**DATA FOR THIS TASK**
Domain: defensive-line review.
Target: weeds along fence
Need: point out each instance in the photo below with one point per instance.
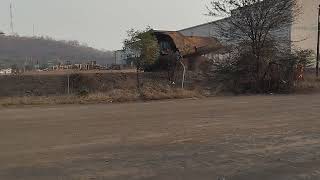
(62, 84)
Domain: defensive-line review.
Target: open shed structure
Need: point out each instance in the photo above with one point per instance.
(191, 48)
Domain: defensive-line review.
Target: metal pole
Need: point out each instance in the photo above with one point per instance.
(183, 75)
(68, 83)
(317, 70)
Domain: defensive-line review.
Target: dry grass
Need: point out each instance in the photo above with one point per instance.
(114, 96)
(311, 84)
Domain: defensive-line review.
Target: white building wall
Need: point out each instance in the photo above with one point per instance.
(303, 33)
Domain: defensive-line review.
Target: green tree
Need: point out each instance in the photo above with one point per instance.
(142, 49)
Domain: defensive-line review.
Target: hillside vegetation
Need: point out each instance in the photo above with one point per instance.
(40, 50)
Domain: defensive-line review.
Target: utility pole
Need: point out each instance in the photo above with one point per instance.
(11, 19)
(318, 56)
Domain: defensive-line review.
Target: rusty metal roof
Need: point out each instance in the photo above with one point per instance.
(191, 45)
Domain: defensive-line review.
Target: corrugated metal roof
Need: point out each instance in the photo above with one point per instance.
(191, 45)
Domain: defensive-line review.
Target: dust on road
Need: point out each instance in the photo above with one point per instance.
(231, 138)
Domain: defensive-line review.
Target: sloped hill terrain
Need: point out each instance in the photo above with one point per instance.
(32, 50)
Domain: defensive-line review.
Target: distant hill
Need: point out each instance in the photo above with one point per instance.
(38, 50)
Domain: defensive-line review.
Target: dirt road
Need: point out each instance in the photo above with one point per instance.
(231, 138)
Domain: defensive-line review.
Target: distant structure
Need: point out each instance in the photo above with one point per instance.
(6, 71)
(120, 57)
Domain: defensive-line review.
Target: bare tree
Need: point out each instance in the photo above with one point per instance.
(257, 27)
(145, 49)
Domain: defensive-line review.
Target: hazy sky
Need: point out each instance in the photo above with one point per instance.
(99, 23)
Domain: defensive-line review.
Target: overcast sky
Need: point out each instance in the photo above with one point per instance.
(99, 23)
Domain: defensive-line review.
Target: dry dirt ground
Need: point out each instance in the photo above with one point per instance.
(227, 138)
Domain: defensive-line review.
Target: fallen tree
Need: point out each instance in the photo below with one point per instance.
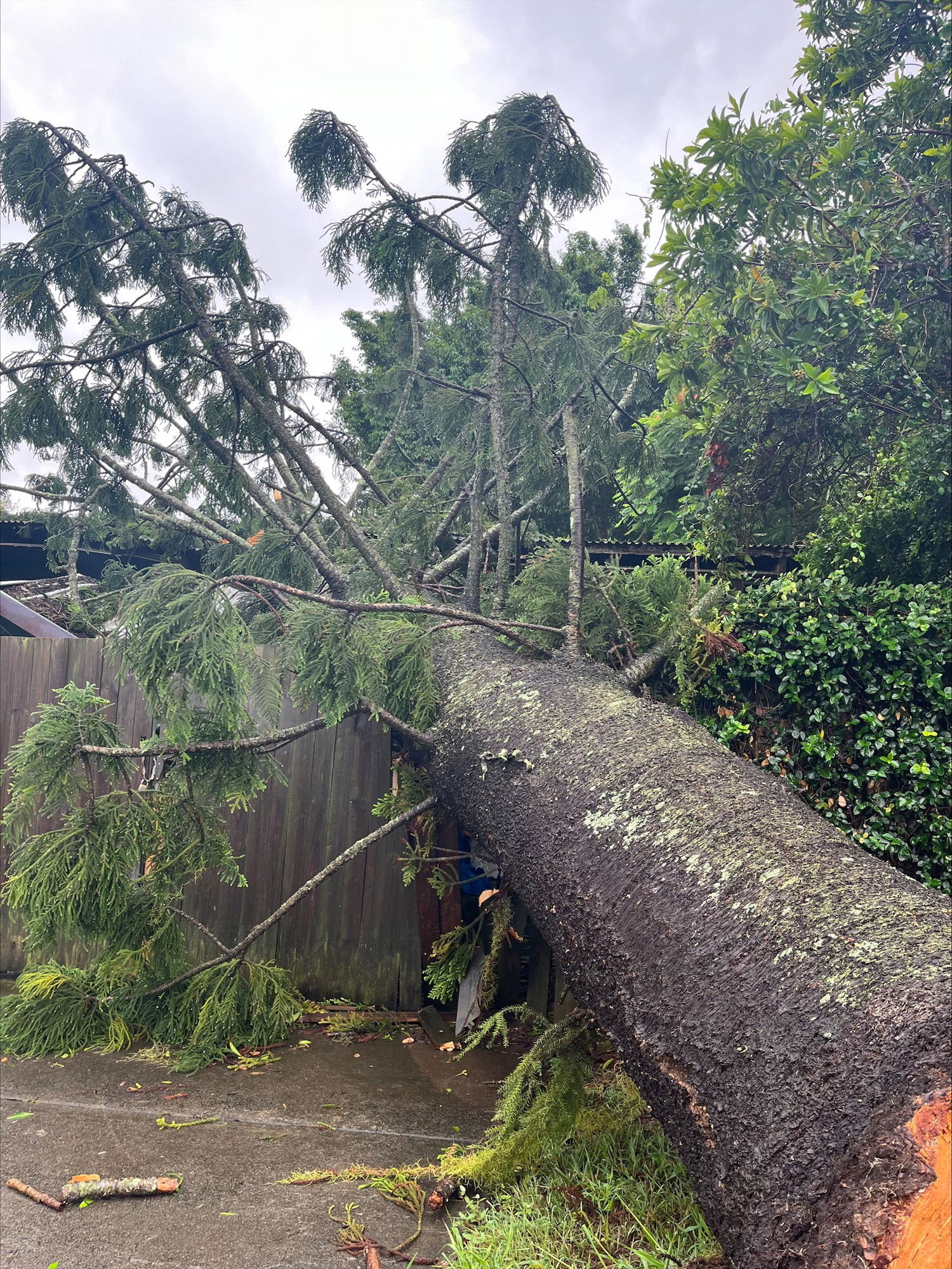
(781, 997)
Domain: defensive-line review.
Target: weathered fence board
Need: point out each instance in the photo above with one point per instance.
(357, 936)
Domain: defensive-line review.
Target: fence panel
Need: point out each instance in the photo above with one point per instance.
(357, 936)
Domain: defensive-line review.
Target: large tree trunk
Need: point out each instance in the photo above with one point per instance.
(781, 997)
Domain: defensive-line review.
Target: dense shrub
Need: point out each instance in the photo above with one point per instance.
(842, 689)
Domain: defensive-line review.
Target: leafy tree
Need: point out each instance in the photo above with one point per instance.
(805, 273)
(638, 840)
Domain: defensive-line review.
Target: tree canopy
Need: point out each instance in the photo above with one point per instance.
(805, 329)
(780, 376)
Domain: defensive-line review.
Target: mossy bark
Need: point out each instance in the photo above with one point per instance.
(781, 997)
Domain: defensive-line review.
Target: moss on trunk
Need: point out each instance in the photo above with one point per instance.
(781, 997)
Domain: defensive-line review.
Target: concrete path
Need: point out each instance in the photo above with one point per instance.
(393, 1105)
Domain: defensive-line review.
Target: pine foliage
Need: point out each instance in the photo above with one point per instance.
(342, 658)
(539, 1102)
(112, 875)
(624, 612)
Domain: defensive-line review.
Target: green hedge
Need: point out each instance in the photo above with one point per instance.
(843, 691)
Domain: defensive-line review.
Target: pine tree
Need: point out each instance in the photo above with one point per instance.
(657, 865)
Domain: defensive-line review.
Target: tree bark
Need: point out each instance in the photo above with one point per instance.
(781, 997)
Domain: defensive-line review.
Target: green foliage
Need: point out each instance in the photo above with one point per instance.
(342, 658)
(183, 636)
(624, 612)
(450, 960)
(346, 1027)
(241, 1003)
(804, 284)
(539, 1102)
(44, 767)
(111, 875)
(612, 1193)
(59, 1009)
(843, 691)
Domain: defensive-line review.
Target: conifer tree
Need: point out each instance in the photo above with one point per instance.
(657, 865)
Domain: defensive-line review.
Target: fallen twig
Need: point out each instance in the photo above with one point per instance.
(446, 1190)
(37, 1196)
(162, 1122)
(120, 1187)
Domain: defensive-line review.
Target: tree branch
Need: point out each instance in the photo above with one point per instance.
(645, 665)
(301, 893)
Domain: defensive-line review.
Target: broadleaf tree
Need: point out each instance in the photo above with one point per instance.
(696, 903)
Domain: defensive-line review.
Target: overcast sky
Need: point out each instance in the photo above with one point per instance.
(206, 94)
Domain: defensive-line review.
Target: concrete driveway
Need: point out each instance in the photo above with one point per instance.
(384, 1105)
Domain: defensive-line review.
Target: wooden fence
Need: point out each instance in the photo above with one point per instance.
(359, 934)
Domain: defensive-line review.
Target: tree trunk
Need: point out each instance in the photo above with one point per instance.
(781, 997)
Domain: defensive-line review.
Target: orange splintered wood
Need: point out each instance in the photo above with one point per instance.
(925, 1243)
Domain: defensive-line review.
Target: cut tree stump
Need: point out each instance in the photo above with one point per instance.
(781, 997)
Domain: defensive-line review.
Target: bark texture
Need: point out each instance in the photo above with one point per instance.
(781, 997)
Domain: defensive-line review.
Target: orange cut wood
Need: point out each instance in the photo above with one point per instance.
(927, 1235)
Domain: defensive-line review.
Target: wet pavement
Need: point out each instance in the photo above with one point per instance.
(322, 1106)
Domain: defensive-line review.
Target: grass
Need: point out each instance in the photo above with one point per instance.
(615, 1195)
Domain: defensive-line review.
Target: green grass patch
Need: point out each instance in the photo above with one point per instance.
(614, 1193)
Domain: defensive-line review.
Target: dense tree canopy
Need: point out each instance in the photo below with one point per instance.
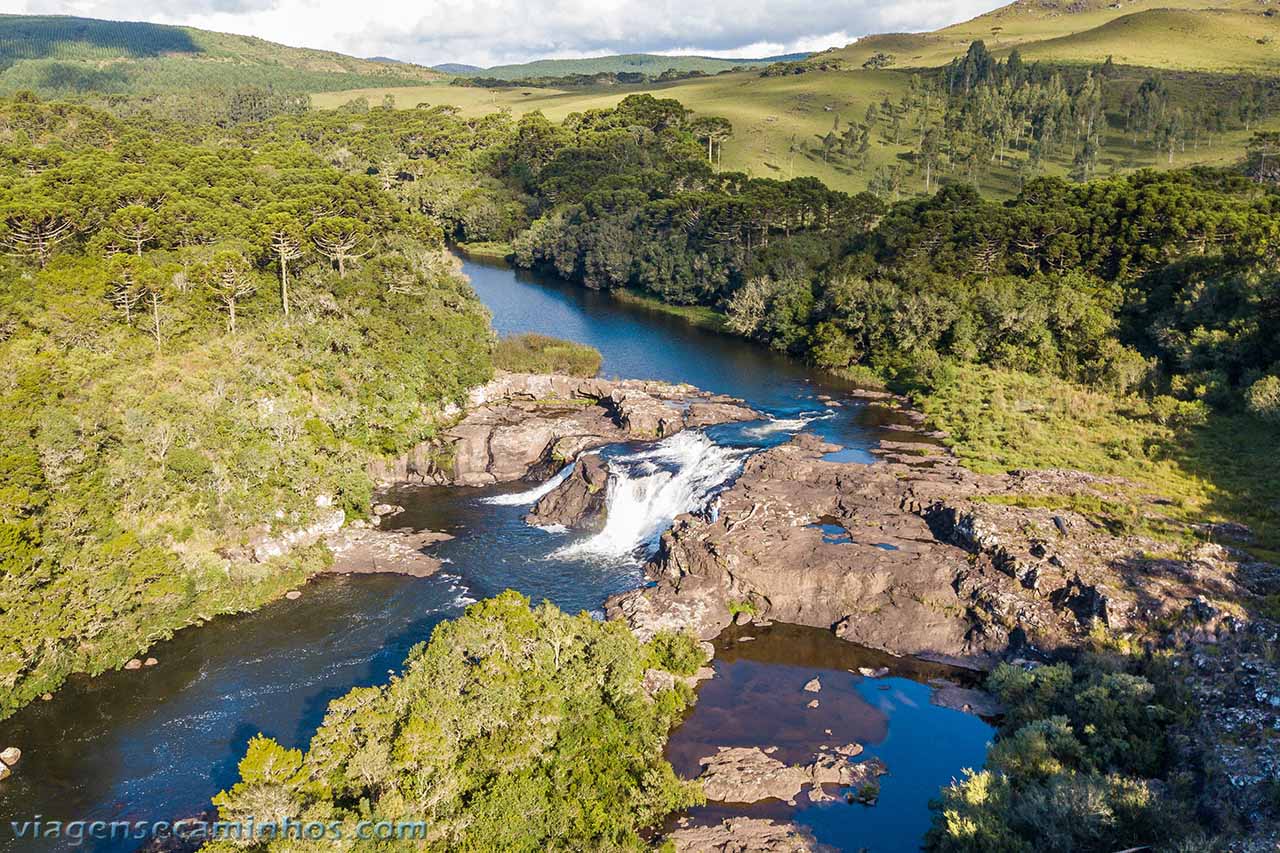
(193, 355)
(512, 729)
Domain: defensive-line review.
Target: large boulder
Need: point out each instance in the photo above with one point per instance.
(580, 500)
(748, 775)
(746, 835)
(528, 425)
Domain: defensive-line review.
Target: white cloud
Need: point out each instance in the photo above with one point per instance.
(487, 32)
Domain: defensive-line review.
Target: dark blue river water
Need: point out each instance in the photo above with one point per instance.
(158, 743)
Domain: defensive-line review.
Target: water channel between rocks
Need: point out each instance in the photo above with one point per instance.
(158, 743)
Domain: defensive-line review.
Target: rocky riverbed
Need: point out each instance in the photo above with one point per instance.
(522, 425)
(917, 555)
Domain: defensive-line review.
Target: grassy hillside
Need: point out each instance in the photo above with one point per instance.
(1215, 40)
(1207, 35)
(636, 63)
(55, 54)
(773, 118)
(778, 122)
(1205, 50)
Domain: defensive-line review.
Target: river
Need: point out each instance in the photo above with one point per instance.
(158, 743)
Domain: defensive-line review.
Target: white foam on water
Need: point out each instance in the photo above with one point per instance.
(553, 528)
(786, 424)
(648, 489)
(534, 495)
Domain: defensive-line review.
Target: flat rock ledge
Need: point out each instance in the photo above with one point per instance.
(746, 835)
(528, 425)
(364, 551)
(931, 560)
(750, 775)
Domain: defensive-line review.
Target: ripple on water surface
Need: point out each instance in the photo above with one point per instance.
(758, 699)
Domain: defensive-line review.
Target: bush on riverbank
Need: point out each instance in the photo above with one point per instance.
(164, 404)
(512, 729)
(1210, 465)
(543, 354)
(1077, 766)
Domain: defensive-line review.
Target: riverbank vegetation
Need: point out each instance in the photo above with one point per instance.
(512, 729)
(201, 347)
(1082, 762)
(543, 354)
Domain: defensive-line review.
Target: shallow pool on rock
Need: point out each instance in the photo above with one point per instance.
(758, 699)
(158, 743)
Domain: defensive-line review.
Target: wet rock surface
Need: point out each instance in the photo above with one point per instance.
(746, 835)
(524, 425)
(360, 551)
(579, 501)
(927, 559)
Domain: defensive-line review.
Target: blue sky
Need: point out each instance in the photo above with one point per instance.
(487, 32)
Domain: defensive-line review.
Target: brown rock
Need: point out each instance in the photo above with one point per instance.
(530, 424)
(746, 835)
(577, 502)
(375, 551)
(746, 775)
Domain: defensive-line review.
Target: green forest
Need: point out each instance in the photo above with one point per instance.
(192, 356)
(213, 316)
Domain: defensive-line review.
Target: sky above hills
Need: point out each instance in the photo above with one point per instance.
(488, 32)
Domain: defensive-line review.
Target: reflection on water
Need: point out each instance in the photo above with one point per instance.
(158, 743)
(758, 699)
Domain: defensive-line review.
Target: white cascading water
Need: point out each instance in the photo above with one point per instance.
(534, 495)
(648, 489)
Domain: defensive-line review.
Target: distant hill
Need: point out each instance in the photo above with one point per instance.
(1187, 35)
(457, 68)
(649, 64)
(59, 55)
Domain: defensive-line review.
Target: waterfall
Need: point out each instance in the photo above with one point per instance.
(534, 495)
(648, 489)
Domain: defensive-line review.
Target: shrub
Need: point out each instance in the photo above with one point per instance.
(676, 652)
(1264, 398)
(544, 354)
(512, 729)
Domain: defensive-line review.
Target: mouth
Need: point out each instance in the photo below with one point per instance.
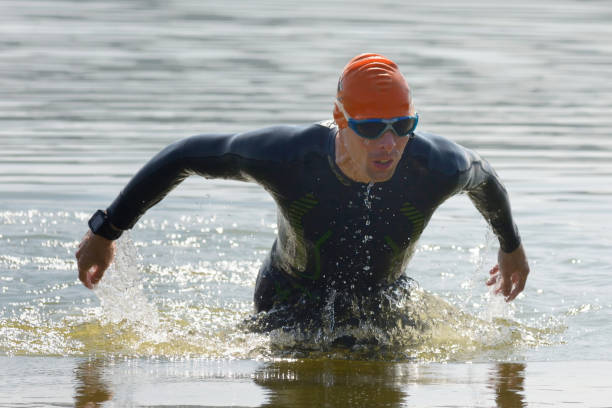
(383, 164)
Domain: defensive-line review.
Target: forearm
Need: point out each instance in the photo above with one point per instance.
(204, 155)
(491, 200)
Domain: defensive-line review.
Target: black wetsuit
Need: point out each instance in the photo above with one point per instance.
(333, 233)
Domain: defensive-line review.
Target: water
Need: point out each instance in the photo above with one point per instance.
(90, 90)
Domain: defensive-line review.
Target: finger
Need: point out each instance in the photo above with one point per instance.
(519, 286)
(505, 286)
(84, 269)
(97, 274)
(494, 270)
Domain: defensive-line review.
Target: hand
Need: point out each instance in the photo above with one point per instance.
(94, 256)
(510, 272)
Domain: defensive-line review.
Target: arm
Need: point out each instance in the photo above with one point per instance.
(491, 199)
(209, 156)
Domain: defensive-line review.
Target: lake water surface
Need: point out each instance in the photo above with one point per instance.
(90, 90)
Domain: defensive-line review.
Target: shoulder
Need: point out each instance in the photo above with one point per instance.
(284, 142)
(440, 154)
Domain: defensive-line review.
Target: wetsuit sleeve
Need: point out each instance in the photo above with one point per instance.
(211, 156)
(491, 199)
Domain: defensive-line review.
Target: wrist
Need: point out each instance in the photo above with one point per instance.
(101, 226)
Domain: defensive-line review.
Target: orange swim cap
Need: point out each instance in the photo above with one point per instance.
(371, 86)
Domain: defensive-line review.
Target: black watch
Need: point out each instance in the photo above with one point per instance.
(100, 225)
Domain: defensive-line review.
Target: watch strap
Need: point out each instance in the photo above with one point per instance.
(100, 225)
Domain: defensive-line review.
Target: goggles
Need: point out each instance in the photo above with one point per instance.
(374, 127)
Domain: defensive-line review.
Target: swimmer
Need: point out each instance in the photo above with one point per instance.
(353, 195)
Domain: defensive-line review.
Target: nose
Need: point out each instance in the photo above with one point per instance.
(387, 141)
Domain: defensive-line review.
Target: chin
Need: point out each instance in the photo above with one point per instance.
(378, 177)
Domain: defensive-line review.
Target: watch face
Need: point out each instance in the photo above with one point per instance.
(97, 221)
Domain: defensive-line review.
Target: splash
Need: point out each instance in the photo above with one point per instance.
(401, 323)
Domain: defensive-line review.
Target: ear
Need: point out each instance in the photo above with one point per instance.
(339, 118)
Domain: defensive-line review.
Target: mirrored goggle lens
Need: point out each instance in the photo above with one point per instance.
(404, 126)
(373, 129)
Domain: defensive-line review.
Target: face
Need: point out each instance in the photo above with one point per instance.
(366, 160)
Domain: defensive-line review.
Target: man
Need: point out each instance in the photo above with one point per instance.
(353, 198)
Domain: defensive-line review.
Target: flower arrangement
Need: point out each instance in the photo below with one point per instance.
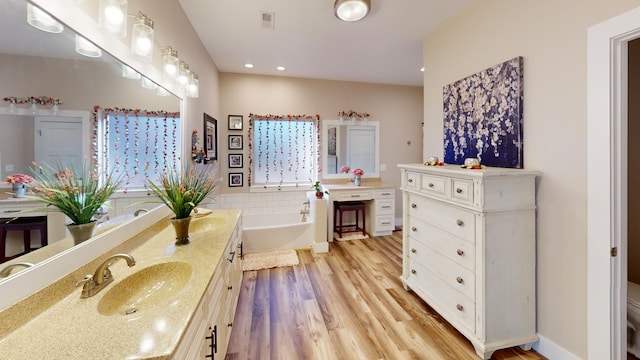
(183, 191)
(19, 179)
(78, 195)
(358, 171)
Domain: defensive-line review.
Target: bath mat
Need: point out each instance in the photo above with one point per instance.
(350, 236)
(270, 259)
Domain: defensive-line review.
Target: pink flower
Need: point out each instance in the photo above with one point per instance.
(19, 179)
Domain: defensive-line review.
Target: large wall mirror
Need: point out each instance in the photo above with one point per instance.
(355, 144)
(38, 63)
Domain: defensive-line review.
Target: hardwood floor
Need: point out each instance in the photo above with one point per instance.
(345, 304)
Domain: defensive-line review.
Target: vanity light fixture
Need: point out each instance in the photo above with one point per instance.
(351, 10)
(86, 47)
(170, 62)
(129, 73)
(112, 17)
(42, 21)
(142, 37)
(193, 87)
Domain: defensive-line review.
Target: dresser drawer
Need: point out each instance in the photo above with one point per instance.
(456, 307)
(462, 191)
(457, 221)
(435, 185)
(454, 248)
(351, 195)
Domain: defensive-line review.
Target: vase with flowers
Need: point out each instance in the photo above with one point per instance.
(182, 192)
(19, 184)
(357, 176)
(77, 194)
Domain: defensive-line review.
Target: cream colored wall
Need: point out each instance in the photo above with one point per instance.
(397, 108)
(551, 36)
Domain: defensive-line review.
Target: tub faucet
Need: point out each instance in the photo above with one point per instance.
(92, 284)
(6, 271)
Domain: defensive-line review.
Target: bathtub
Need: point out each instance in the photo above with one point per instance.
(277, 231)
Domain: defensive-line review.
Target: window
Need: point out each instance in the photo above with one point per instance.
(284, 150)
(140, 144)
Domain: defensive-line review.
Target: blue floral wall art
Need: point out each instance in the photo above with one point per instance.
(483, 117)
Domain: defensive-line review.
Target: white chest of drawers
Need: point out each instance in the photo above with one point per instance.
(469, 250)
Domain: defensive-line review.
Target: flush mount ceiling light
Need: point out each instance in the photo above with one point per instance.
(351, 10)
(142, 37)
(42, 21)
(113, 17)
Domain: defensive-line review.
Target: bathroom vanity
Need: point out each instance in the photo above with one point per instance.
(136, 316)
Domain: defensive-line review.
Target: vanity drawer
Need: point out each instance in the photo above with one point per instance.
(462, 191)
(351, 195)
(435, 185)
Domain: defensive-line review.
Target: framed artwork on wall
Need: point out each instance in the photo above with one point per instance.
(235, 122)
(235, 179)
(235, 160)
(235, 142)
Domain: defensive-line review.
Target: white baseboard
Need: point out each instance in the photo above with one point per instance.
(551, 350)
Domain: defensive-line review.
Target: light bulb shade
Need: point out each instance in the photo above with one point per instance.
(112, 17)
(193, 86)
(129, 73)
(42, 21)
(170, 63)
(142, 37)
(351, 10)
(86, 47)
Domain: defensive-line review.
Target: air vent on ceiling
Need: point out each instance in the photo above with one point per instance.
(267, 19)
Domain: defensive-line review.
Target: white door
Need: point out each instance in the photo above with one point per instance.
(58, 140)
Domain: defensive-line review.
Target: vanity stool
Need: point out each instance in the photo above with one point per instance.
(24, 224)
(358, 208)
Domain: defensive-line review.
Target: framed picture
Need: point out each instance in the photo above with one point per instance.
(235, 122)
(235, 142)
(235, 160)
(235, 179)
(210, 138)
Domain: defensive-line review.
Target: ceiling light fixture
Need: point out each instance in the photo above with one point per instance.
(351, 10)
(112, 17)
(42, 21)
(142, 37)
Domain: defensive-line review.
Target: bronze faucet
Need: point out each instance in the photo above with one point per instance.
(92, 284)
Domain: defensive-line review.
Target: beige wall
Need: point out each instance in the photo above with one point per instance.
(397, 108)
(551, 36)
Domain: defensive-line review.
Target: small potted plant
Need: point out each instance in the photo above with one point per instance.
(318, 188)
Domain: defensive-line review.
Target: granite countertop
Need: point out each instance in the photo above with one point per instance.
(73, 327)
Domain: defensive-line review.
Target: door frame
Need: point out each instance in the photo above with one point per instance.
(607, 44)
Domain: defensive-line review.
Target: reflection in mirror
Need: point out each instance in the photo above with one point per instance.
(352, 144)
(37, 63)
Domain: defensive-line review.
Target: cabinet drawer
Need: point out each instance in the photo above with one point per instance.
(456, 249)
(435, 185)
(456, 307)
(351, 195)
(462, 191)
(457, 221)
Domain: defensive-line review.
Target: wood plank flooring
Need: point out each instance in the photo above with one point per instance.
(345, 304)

**YOUR ASSIGNMENT**
From the entries above, write out only the lines starting at the line that holds "Target: goggles" and ending at the line that holds "Target: nose", keeping both and matching them exactly.

**TASK ANSWER**
Target: goggles
Need: point out each instance in the photo above with one point per instance.
(374, 127)
Domain: defensive-line review.
Target: swimmer
Need: point out each instance in the photo above with one point per instance.
(353, 195)
Domain: defensive-line review.
Target: nose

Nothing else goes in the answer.